[Point localization data]
'''
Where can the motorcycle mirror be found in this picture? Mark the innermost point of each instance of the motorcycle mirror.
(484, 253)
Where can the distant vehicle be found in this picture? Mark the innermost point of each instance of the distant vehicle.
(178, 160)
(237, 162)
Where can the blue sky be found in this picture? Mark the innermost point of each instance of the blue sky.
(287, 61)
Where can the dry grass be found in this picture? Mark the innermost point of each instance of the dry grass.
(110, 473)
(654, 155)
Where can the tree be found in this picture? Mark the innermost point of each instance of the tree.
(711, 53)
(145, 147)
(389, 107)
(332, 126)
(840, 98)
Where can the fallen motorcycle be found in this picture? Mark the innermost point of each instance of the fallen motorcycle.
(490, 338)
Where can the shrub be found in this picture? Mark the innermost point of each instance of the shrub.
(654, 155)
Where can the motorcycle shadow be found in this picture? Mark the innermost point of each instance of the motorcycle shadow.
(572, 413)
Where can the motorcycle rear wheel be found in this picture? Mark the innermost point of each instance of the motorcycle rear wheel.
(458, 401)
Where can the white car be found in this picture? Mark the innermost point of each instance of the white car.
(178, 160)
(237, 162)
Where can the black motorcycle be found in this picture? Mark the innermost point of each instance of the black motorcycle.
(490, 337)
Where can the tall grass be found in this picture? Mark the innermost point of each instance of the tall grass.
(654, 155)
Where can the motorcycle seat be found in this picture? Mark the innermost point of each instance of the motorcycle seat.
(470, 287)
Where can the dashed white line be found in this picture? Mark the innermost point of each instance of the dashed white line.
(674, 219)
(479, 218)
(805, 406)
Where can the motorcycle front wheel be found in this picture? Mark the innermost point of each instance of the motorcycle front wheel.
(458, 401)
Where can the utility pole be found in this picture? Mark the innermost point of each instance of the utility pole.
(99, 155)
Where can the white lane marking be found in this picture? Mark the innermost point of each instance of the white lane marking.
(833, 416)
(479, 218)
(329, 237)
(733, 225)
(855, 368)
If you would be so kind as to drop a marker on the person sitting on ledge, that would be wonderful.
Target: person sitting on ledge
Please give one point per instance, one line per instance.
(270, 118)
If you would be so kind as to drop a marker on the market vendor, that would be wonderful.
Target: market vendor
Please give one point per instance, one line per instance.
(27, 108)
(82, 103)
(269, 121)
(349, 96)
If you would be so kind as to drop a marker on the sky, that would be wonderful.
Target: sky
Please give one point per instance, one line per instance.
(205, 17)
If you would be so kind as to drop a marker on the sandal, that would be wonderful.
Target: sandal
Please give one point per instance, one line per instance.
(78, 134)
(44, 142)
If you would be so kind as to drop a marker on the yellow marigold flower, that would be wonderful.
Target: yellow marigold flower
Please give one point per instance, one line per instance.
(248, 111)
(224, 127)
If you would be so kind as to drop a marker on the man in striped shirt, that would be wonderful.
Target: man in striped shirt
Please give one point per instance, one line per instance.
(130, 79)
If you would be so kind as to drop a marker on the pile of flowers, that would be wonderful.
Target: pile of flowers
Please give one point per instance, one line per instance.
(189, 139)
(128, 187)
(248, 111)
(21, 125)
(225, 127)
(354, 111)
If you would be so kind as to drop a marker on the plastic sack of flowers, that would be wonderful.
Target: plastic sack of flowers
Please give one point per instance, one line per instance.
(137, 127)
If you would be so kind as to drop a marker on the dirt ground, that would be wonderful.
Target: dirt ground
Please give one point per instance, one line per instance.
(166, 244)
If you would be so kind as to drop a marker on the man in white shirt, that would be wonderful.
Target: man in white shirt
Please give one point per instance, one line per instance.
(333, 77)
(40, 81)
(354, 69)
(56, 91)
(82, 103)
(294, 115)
'''
What you will do => In the entries above, find the line with "Target: plastic sack of flowers", then retype it and every line after it exactly.

Solution =>
Target: plastic sack of flowers
Please give one point per instance, one line per instance.
(137, 127)
If you would be so kind as to drop a marker on the dirt ground, that would be wonderful.
Target: dirt ground
Please give one point per instance, one line per instance.
(166, 244)
If you would be so kind as to drop a marker on the man in white shirt, that would be wonderful.
Target: man in white shirt
Please give one point per instance, one line per instance.
(333, 77)
(40, 81)
(354, 69)
(56, 91)
(82, 103)
(294, 115)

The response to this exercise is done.